Rewrite every line of the data below, changing "white boat" to "red boat" and leaving everything else as it is.

==== Record excerpts ====

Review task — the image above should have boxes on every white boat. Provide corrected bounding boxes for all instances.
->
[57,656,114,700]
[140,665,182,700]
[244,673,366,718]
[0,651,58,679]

====

→ **Response for this exercise**:
Review task — the image above should have boxes on every red boat. Provide corrected bounding boxes for all instances.
->
[57,656,114,700]
[140,665,182,700]
[244,673,366,718]
[0,651,58,679]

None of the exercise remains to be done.